• _Objectives_
A. Update the part of the baseball simulation post that opens with the words "Clarification 3/30/2019:  The" and closes with "0 as possible.", putting "the bookmakers" in place of "Vegas".
B. Summarize the baseball simulation post in two sentences.
C. According to the baseball simulation post, what average error did the coin flip exercise converge to after 10000 simulated seasons?

BEGIN Reading text

The Simulation Part 3

It has been 9 months since Part 2 of this series and over a year since Part 1.  Part of this was procrastination but also since verification could mean results from simulation can’t beat Vegas lines there was little motivation to find out and get depressed.  But the 2019 baseball season is upon us and this has to be done so let’s get to it.  Note: Handicapping doesn’t begin here until May due to lack of enough current year data in April.

Verification isn’t complete but we have high level results showing error.  This post will show that error among multiple systems; including the fivethirtyeight ELO system, this data model’s simulation, the flip of a coin model, and much more.

tl;dr Cut the the chase: According to this error calculation ELO  surpasses Vegas lines,  our simulation surpasses ELO.   An adjustment had to be made from the simulation that produced probability results posted here last season and described in Parts 1 and 2.

Although Vegas starts handicapping on day 1 of an MLB season, this model does not have enough data to make proper evaluations until May (around 1/6 of a season).  This means a betting season for each team is around 133 games give or take a few with about 150 days (5 months) of actual betting.

Each system generates a break even probability.  As we saw in the last couple years of handicapping the beginning of each Cubs series, Vegas bet for and bet against add to more than 1.  The extra is the house spread which guarantees the bookie always gets a cut as long as they take in equal bets from each side.  Casinos in Vegas never gamble on anything.

In this error calculation there are two types of betting strategies; bet for and bet against a team every game.  If generated probabilities are accurate, each strategy would break even at the end of a season.  Predicted probabilities are too low if it leads to winning, too high if it leads to losing.

Clarification 3/30/2019:  The above wording is kind of confusing.  If you BETFOR all 30 mlb teams you will also BETAGAINST all 30 teams and mathematically that has to equal 0 except for Vegas where P(win) != 1 – P(lose).    The error ranked in tables below are betting for and against one team over ~133 events.  That error should be as close to 0 as possible.

This model’s handicapping season starts in May and runs around 133 games for each team.  This is nowhere near what would be considered an infinite set of events so there will be some variation, even for coin flip method where we know the actual probability.   The absolute value of error from all 30 teams gets added together and that gets divided by total bet to calculate percentage error.

Now let’s traverse the various systems examined, explain them, and look at their error for the 2018 season.  There will be a lot of tables so skip to the end for a summary.

Coin Flip

In the coin flip exercise we flip a coin 133 times, representing the number of events in a baseball season for this handicapping model, to put the following error percentages into perspective.  Even though we know a coin flip is exactly 50% heads, 50% tails, after 133 flips it rarely comes close to to 50/50.  After running 10000 simulated 133 event seasons the average error converged to 0.069 with a 0.010 standard deviation.  So even if a system can produce exact probabilities for a game, it cannot exceed 0.069 over the long term.

Clarification 3/30/2019: Just noticed that 133 events flipping a coin will mean no coin flipping season will end up with a perfect 50/50 split.  Changed that to 134 and the numbers didn’t change.

END Reading text
BEGIN Data section

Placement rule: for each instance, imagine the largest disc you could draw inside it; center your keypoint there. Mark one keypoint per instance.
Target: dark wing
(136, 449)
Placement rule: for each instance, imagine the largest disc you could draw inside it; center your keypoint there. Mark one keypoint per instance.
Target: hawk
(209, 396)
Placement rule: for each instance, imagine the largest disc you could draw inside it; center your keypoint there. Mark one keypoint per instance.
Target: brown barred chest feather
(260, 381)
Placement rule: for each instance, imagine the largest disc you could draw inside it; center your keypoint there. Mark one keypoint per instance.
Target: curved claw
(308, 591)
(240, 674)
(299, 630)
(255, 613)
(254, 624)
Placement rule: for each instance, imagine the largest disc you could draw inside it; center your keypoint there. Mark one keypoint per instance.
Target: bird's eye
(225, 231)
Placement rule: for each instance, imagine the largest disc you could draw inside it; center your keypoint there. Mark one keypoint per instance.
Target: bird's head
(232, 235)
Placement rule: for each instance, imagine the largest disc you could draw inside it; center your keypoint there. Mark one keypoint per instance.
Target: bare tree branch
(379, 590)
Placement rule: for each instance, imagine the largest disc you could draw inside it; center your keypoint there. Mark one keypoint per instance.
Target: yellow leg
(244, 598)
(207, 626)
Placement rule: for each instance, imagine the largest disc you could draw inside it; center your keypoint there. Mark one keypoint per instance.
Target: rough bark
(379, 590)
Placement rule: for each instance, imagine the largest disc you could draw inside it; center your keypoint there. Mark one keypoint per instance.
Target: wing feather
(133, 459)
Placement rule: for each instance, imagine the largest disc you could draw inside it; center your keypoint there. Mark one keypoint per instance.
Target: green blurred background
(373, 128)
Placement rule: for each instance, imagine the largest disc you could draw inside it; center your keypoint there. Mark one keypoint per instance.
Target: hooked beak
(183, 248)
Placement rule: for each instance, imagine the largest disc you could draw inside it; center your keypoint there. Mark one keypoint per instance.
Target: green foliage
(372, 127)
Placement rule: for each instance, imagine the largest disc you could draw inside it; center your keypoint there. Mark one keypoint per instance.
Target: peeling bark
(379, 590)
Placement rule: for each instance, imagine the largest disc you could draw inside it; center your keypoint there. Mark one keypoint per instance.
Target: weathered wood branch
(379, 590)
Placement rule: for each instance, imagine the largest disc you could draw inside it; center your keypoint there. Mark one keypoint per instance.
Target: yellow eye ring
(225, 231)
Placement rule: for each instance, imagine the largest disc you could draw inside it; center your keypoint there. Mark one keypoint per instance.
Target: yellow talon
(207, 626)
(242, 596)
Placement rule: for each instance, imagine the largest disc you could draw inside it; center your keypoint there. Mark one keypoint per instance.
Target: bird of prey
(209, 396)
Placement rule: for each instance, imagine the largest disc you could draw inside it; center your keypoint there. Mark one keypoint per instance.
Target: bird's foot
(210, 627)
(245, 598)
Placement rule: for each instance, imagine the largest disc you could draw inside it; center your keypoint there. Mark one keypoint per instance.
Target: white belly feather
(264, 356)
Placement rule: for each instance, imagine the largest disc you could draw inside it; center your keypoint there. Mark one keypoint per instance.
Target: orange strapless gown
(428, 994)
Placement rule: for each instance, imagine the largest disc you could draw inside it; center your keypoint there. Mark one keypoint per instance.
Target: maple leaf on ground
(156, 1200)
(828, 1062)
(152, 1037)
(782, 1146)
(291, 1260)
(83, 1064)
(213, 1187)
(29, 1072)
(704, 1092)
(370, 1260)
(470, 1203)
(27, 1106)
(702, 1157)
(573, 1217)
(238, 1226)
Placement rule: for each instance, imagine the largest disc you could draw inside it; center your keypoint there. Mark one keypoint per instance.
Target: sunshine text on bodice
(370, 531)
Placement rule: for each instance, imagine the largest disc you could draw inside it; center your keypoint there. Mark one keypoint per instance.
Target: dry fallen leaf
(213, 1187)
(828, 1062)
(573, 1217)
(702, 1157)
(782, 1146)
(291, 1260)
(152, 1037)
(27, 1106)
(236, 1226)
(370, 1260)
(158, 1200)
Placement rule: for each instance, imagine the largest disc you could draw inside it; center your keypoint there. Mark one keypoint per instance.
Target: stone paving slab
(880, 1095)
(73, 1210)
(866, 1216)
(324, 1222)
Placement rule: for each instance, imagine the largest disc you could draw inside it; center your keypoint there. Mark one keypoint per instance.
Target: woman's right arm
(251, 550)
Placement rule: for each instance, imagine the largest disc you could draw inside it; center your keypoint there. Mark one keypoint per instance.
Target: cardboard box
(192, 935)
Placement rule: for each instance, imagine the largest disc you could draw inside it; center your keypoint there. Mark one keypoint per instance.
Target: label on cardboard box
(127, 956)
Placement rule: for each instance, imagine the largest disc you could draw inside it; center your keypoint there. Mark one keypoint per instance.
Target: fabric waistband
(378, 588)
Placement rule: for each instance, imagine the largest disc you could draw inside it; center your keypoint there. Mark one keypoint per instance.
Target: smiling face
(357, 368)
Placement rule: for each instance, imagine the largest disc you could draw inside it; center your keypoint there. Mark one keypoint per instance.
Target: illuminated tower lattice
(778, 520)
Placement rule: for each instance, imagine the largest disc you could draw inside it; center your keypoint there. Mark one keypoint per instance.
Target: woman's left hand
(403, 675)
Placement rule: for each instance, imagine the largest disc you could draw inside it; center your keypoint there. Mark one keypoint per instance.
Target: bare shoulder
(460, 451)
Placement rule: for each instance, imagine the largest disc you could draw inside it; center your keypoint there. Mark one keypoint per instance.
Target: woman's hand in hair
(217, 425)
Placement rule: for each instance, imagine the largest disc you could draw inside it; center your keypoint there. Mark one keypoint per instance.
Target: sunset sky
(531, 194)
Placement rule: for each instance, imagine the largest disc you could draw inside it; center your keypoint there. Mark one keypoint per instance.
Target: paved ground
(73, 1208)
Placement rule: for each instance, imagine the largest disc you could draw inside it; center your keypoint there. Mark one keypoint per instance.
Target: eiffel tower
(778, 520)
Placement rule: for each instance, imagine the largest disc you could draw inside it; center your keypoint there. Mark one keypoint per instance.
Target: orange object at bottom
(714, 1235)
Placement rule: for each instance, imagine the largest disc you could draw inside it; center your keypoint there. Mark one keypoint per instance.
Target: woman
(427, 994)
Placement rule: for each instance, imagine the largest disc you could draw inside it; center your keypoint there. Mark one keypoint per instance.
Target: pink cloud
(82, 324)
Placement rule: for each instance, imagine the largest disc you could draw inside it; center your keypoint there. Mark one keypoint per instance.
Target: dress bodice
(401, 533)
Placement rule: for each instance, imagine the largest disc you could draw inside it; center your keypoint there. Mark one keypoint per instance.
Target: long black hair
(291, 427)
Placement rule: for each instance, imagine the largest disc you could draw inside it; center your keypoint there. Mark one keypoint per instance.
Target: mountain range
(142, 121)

END Data section

• _Solution list_
A.
Clarification 3/30/2019:  The above wording is kind of confusing.  If you BETFOR all 30 mlb teams you will also BETAGAINST all 30 teams and mathematically that has to equal 0 except for the bookmakers where P(win) != 1 – P(lose).    The error ranked in tables below are betting for and against one team over ~133 events.  That error should be as close to 0 as possible.

B. The post compares the 2018 season error of several systems for predicting MLB game probabilities by betting for and against each team over about 133 games starting in May, and it reports that the ELO system surpasses Vegas lines while the author's simulation surpasses ELO. As a point of reference, 10000 simulated coin-flip seasons converged to an average error of 0.069, which the post treats as the lowest error a system can reach over the long term.

C. It converged to 0.069, with a standard deviation of 0.010.